Passage:

For decades, pancreatic cancer has stood among the most feared diagnoses in medicine, aggressive, hard to detect early, and stubbornly resistant to treatment. A new drug is now offering something that has long seemed out of reach: meaningfully longer survival, by hitting a target scientists once considered impossible to drug.
A new drug called daraxonrasib targets the KRAS mutation that fuels most pancreatic tumors, something many scientists once thought couldn’t be done, and in a major clinical trial, nearly doubled survival for patients with advanced disease. The KRAS gene, when mutated, drives the uncontrolled growth behind a large share of pancreatic cancers, but its structure makes it notoriously difficult for drugs to bind to. Cracking that target represents a milestone that researchers have pursued for a generation.
The significance extends beyond a single drug. Pancreatic cancer’s lethality stems partly from how few effective options have existed; a treatment that substantially extends survival in advanced cases could reshape the standard of care and open the door to combination approaches that build on it.
The breakthrough arrived during a remarkably productive stretch for science across multiple fields. In cancer research more broadly, scientists uncovered a surprising new way the immune system fights cancer, overturning a core belief that has guided immunology for decades. Researchers also continued probing the limits of widely used metabolic drugs: a study identified genetic variants, carried by roughly 10% of the population, that may cause a form of “GLP-1 resistance,” making some people less responsive to popular diabetes and weight-loss drugs.

Task instructions:
a: Reproduce the pancreatic cancer article from "For decades, pancreatic" up to and including "impossible to drug.".
b: Continue the pancreatic cancer article, starting after its last sentence.
The items have no connection to the pancreatic cancer article.

Material supplied:
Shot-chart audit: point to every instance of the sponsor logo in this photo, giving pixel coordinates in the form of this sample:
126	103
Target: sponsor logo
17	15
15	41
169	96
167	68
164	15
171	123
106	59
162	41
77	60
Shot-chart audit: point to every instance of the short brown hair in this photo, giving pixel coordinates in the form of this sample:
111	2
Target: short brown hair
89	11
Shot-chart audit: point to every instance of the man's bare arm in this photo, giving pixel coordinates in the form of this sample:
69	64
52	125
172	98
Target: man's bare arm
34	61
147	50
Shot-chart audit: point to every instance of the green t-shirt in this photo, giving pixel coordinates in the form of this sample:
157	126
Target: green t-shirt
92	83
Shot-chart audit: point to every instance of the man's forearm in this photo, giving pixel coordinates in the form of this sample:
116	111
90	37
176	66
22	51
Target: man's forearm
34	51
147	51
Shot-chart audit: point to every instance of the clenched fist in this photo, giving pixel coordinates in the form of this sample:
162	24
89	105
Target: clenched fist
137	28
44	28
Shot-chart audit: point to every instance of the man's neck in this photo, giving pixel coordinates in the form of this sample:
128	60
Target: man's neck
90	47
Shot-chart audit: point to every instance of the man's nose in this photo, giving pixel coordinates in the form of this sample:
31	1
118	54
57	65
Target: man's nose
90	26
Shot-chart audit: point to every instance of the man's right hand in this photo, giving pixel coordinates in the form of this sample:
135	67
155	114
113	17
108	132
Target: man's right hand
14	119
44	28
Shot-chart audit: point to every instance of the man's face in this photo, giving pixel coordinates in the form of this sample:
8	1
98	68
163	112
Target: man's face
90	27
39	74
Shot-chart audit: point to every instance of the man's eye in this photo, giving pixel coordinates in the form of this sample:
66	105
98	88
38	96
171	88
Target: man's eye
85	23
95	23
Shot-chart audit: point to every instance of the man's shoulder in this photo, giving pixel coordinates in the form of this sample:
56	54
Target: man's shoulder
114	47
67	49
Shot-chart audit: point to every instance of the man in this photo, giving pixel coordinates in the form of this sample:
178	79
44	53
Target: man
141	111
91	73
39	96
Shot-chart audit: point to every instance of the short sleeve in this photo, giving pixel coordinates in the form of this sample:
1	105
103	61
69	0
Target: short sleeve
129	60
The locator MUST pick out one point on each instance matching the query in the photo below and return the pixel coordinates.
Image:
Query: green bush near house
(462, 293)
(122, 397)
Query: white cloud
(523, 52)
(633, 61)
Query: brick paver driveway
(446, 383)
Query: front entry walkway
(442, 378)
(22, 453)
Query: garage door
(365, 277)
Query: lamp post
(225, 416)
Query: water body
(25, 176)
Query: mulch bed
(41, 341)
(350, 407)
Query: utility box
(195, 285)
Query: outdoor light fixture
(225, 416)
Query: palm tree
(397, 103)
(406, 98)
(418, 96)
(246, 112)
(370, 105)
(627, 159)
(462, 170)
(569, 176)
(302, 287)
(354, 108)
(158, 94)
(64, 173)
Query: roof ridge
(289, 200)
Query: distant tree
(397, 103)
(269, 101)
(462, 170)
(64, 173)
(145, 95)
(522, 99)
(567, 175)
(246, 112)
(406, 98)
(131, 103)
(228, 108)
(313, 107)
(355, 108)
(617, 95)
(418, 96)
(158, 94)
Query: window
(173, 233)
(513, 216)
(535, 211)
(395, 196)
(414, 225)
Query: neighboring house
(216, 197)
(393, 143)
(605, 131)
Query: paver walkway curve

Results in order:
a:
For decades, pancreatic cancer has stood among the most feared diagnoses in medicine, aggressive, hard to detect early, and stubbornly resistant to treatment. A new drug is now offering something that has long seemed out of reach: meaningfully longer survival, by hitting a target scientists once considered impossible to drug.

b:
Elsewhere, discoveries spanned the planet and the periodic table. Scientists discovered a vast hidden structure beneath East Antarctica’s ice, a giant fan-shaped network of basins, revealing that several known subglacial features are part of one massive geological formation. In physics and engineering, researchers at EPFL shrank a powerful ultrafast laser onto a chip after 20 years of effort, achieving performance on par with tabletop femtosecond lasers in a form that could make the technology far smaller and cheaper.
Each of these advances shares a common thread: problems long considered intractable yielding to persistent research and new tools. For pancreatic cancer patients and their families, daraxonrasib’s results offer something especially precious, not a cure, but real, measurable additional time, and the momentum of a field that has finally found a way into a target it spent decades unable to touch.
As with all clinical findings, longer-term data and broader trials will be needed to fully establish the drug’s role. But the direction is unmistakable, and for a disease that has resisted progress for so long, that direction points, at last, toward hope.